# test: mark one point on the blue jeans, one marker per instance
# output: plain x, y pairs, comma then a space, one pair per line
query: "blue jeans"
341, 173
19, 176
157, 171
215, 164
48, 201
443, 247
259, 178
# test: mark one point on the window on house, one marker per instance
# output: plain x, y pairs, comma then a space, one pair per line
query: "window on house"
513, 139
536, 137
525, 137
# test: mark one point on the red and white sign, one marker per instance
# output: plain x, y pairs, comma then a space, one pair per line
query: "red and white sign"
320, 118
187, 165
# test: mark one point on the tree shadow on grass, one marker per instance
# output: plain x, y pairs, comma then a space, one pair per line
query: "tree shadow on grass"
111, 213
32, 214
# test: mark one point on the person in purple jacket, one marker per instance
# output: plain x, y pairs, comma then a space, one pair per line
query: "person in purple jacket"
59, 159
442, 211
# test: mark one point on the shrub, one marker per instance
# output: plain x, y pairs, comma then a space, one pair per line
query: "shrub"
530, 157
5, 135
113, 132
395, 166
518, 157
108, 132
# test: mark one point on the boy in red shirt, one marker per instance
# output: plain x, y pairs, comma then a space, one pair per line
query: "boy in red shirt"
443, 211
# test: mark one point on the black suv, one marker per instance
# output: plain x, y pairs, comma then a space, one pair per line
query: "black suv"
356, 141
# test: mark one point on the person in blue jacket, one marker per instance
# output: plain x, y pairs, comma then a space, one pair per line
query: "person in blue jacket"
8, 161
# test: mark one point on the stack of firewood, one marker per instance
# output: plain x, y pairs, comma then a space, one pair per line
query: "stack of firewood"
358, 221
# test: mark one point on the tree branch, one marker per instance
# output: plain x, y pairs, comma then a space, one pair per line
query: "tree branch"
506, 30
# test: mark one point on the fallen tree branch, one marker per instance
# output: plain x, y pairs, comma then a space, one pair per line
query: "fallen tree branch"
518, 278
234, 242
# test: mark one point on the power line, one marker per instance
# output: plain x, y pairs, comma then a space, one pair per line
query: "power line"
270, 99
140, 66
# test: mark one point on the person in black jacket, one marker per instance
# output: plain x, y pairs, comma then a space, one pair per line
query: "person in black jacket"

^^^^^^^^^^^^^^^^

Work instructions:
Rescale the part of the entries that opens with the line containing "# test: mark one point on the power" and runs through the end of the entries. Reproduce every line of that part, requests included, with each x, y coordinate in the answers multiplied by 1.45 and rounded to a whole number, halves rounded up.

Solution:
# test: mark one point on the power line, one marker per instance
# output: plain x, y pairs, comma then a space, one pair per line
query: "power line"
392, 144
203, 96
# test: mark one point on the person in black jacket, one marker per instance
# output: plain x, y pairs, comma then a space, one pair per line
query: "person in black jacket"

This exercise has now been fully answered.